**What this task involves**:
In the records below, locate the line containing "of the child", then extract it and all following lines exactly, ending with the last line.
******
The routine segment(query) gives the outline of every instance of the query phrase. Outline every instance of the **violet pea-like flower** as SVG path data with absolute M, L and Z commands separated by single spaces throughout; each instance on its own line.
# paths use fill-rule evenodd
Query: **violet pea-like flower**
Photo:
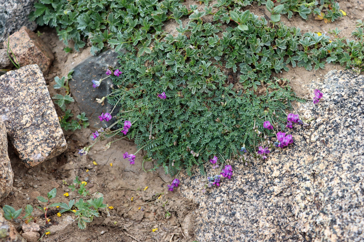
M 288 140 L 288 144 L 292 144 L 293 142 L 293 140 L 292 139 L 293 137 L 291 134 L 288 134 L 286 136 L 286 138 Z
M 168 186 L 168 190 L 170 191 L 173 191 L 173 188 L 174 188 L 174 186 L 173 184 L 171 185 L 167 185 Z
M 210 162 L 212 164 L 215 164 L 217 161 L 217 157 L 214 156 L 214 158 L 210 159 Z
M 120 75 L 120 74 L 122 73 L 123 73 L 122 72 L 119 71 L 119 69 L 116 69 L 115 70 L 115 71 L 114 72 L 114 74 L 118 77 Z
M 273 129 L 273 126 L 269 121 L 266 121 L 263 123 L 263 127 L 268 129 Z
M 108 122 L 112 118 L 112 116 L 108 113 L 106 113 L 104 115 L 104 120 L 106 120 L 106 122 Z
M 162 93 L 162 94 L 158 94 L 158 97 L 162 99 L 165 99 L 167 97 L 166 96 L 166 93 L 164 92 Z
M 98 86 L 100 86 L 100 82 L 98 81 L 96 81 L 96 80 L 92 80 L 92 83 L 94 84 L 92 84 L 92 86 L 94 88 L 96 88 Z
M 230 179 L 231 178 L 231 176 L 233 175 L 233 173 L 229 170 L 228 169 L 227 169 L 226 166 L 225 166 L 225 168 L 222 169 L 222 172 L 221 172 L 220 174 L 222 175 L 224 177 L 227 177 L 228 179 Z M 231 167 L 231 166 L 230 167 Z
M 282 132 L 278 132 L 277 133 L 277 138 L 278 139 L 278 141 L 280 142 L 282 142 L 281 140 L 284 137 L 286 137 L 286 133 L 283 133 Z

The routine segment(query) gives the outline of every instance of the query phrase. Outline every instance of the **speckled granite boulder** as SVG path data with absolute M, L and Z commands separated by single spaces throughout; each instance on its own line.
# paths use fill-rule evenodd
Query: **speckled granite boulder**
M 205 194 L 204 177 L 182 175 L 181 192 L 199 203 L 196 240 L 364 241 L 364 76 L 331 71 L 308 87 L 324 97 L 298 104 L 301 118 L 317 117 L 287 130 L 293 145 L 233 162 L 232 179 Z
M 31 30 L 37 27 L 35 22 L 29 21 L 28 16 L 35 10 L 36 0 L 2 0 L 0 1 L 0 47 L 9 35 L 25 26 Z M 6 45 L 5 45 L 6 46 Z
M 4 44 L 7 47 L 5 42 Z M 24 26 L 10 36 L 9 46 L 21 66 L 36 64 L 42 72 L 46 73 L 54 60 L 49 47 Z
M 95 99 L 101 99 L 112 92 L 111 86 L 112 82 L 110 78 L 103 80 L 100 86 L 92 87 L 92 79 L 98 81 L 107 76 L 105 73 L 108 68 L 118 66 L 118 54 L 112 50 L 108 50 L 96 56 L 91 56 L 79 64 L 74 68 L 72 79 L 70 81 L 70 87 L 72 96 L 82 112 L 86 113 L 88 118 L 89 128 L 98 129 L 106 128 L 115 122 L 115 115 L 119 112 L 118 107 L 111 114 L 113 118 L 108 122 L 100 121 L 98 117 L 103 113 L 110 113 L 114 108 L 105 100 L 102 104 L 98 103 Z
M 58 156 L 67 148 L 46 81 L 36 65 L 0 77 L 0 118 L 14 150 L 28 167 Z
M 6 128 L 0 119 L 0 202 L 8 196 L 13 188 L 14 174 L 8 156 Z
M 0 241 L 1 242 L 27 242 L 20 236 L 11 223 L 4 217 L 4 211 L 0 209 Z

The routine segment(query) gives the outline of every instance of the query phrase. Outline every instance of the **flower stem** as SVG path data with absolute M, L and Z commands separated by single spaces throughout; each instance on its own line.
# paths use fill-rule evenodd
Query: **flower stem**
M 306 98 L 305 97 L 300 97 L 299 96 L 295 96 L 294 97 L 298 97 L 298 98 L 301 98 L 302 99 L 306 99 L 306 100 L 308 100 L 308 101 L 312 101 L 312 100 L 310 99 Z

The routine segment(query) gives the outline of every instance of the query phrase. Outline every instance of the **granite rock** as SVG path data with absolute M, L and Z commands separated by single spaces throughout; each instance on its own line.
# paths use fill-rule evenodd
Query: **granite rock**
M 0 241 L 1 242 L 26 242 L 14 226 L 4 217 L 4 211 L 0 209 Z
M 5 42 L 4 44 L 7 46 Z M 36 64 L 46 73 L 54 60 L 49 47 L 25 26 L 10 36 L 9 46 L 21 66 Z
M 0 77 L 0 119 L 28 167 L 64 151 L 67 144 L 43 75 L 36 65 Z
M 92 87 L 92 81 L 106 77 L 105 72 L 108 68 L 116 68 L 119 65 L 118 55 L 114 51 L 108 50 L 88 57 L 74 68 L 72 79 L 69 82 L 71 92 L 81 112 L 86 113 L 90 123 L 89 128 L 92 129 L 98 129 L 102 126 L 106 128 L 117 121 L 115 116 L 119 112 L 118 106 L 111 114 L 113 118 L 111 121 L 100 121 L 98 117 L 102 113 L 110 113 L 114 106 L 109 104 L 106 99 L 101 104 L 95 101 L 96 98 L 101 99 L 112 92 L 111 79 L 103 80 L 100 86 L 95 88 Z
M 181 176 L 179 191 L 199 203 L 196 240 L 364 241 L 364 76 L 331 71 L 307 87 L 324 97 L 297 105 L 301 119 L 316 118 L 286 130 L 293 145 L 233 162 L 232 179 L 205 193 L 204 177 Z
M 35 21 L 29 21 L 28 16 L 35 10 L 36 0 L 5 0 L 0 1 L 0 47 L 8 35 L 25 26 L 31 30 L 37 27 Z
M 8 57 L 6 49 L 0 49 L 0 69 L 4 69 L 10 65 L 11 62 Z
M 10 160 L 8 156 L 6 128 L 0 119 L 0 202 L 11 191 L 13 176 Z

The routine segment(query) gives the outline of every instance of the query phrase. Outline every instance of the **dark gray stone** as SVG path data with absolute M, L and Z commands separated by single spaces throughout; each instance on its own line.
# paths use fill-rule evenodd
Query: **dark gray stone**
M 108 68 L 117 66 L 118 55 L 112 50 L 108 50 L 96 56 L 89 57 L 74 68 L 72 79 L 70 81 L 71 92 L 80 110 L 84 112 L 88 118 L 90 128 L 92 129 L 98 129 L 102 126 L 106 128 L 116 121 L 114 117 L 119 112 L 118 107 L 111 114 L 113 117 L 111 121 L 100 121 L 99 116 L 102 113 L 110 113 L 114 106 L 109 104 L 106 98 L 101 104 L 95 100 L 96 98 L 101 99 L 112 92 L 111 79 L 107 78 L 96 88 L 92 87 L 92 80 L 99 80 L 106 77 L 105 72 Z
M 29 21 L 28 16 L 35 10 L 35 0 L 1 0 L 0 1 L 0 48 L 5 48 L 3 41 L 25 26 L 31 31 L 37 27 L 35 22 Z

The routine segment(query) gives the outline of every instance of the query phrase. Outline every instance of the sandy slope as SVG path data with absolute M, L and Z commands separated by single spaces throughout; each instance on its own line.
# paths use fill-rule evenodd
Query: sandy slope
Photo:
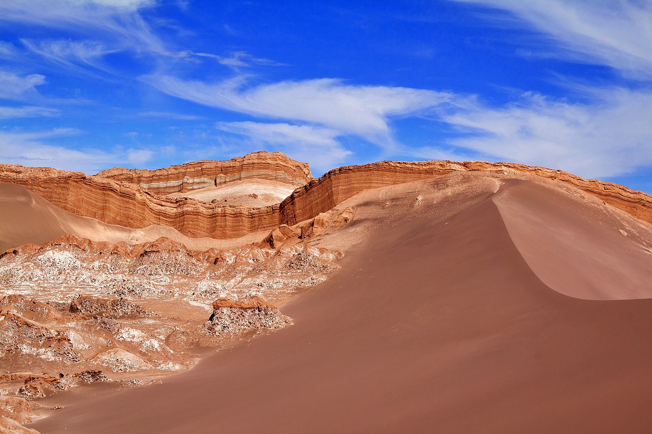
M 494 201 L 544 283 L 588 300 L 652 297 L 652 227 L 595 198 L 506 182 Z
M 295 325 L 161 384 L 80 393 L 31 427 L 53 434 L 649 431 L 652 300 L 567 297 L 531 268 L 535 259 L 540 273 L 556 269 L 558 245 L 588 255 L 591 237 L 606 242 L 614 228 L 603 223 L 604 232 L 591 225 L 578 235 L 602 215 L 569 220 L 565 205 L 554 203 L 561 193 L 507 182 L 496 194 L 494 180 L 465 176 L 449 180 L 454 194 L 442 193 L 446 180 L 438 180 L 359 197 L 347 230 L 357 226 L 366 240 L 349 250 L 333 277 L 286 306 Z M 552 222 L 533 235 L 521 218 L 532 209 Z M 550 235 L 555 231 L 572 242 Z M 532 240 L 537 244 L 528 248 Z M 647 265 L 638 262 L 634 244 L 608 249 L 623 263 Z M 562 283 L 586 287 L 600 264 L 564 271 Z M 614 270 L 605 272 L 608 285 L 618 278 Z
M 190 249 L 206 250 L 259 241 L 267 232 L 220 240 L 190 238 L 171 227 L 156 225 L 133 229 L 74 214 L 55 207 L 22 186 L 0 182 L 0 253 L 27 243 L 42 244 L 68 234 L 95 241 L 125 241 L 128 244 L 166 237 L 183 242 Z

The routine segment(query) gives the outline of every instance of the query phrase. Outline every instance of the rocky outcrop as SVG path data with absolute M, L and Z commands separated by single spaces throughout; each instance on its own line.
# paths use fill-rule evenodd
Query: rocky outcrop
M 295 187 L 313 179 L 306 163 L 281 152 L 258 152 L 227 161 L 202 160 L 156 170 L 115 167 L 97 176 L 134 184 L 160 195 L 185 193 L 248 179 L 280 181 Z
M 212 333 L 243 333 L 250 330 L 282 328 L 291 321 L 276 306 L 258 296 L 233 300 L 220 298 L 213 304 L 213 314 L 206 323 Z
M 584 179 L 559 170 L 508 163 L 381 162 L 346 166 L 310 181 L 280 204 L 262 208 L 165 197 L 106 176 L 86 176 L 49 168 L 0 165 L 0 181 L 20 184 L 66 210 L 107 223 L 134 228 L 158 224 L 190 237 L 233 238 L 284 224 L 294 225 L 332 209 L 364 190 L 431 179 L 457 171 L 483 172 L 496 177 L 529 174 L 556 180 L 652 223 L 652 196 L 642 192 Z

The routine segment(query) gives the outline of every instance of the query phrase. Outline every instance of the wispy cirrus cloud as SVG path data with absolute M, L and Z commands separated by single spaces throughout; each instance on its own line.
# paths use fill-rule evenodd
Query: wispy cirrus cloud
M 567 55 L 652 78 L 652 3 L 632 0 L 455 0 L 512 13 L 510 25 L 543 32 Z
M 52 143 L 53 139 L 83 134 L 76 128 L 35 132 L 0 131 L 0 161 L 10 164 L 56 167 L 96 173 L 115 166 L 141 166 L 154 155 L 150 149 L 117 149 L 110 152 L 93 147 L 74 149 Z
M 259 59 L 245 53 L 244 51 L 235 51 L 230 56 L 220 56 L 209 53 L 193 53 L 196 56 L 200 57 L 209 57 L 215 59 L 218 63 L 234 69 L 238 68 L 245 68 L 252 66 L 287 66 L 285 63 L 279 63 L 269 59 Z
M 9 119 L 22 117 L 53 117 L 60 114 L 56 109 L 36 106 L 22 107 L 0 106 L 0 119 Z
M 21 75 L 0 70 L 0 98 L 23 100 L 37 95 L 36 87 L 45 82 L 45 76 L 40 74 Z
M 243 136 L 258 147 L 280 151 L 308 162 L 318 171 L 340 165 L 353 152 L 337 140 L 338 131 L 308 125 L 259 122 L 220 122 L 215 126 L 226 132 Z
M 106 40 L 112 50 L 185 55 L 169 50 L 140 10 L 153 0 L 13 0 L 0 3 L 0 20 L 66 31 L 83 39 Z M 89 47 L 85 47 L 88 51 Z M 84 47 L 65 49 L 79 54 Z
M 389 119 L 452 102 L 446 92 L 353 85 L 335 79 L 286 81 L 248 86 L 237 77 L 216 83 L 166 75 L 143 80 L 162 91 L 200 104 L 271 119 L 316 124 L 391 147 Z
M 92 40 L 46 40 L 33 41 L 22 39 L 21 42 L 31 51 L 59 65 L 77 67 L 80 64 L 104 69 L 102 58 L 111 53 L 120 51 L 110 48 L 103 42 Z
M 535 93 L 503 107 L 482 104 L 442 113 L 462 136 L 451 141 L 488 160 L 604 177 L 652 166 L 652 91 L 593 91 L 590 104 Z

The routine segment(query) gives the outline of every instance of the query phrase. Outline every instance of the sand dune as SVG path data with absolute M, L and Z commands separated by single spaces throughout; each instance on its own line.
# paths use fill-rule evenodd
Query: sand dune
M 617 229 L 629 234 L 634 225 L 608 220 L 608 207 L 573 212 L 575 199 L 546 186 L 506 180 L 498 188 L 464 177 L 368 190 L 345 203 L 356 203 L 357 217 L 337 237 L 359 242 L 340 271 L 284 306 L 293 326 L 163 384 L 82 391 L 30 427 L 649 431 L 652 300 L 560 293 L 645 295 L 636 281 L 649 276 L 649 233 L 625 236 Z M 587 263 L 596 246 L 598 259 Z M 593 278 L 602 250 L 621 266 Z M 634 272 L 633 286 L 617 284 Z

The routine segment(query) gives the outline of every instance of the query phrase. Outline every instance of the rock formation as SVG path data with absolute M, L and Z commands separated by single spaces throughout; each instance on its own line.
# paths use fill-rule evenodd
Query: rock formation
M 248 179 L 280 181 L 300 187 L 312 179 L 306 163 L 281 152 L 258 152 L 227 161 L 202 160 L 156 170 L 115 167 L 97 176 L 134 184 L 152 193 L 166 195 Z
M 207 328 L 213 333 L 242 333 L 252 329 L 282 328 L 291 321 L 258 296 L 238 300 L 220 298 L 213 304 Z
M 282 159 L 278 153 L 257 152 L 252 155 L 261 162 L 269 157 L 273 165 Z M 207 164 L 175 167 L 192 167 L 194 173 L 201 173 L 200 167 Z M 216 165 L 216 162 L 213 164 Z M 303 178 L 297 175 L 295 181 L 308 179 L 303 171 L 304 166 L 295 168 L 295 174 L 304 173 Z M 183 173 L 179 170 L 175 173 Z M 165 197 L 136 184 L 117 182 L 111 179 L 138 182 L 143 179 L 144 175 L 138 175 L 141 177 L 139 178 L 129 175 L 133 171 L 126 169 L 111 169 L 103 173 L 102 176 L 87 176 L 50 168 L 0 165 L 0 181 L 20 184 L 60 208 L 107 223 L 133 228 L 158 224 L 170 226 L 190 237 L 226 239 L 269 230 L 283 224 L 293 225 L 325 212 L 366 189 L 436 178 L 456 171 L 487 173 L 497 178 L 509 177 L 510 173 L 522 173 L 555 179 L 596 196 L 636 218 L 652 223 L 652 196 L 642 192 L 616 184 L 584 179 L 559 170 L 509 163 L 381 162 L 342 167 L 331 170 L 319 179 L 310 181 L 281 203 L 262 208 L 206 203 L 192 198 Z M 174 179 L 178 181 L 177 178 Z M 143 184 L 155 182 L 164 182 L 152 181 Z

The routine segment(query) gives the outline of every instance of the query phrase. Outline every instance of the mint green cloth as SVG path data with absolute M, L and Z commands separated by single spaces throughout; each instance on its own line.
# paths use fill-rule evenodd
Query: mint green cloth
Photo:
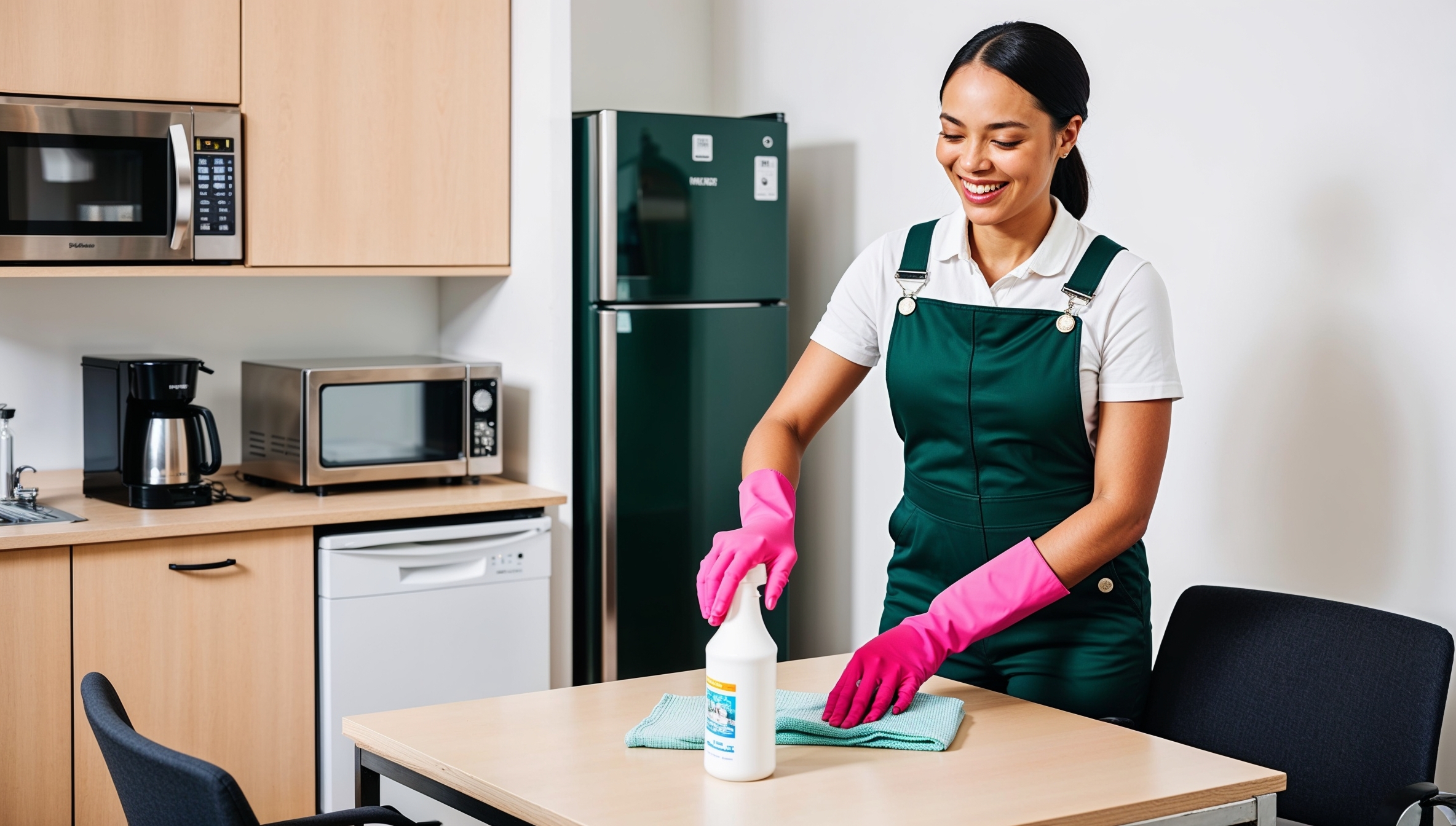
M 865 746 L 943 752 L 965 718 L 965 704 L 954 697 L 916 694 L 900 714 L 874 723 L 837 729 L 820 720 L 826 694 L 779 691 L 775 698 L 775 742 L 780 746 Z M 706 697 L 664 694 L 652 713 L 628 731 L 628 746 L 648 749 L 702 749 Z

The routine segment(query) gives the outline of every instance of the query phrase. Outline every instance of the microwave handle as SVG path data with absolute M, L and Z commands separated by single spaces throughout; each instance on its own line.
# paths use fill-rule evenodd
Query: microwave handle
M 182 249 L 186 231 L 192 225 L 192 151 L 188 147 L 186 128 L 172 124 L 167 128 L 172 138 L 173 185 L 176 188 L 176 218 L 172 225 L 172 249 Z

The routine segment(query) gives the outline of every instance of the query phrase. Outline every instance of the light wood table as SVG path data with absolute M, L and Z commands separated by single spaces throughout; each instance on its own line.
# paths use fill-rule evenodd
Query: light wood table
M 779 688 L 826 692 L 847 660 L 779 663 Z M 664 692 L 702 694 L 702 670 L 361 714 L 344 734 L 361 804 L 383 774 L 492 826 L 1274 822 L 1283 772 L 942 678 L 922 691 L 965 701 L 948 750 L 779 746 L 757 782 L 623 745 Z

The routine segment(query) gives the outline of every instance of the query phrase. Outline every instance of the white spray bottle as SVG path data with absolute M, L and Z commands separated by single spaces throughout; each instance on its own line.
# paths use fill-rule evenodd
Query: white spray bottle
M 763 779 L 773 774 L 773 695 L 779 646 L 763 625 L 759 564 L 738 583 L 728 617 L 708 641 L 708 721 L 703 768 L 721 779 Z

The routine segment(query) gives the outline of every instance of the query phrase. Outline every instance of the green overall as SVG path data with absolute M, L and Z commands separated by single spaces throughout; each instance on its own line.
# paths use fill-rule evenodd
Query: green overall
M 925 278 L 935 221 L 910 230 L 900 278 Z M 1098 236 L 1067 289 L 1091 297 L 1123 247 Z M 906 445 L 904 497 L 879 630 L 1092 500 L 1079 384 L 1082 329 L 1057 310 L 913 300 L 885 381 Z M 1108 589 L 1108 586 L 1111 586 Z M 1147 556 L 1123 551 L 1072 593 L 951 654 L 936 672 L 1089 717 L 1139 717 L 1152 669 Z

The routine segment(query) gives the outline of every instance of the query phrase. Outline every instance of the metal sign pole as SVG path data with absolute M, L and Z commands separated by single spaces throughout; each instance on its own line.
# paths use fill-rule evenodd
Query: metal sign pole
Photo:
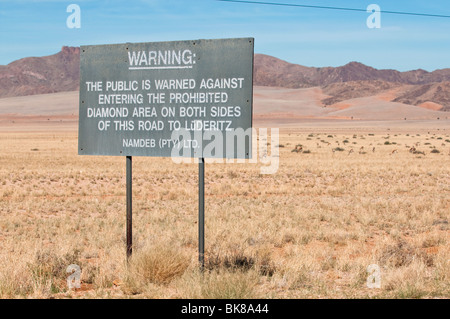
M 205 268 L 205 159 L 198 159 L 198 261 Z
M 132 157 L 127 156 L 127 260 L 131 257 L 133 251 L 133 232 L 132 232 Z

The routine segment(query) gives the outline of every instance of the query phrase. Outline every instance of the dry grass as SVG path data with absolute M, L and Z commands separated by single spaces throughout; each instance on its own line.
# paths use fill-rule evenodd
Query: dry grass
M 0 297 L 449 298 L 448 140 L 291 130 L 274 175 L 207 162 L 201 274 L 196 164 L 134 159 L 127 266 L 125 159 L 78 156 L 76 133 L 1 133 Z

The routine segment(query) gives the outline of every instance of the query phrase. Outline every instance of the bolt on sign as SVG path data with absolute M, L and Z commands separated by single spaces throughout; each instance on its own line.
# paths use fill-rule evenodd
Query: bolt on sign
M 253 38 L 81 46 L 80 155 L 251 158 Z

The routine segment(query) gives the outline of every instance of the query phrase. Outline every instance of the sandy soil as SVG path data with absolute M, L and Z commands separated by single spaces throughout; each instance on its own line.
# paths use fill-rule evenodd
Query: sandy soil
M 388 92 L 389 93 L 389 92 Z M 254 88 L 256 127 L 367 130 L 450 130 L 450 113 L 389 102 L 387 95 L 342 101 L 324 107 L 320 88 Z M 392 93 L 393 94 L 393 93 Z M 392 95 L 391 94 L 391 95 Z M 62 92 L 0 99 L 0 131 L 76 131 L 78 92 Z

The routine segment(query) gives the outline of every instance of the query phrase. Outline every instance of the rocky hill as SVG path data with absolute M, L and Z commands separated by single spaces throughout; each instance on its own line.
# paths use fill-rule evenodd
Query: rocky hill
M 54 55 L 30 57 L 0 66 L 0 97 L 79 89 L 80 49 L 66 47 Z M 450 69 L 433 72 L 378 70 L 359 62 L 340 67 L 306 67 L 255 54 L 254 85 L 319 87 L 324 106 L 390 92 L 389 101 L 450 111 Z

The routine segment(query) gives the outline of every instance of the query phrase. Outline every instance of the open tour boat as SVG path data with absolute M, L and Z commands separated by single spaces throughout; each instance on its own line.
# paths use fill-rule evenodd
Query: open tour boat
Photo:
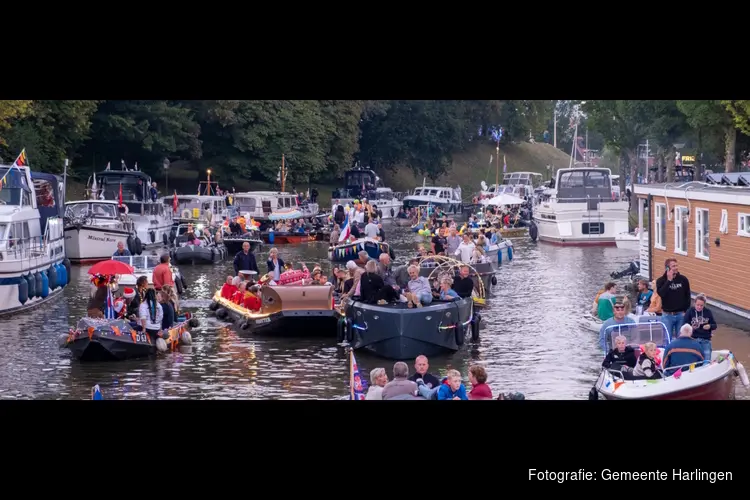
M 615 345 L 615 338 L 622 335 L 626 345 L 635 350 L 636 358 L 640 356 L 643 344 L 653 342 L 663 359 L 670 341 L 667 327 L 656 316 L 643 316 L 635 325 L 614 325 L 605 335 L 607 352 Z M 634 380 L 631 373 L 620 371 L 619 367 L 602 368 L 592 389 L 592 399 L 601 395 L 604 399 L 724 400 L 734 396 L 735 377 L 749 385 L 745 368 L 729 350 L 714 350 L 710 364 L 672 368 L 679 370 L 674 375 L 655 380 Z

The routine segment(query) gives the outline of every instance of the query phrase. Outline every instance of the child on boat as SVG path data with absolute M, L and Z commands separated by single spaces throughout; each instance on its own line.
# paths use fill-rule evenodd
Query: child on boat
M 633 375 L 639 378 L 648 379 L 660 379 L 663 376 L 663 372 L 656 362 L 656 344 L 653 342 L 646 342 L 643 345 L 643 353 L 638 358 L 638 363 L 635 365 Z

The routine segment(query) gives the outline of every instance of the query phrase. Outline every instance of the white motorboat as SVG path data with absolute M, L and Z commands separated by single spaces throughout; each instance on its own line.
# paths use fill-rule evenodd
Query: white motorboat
******
**Exercise result**:
The routine segment(query) gives the outline of every instance of the query phrase. Outline every instance of the child on boat as SVG path data with absolute M, L and Z commands separated by single spaces throughout; each instance on its own line.
# paths use fill-rule evenodd
Query: child on boat
M 633 375 L 639 378 L 648 379 L 660 379 L 663 376 L 663 372 L 656 362 L 656 344 L 653 342 L 646 342 L 643 345 L 643 353 L 638 358 L 638 363 L 635 365 Z

The routine segment(query) gives the outline of every instance of the query phrase. Outline every instance of the white motorboat as SVG path data with absolute M, L and Z commands separated by single spaces throughout; each instance on its own line.
# paths use fill-rule evenodd
Query: white motorboat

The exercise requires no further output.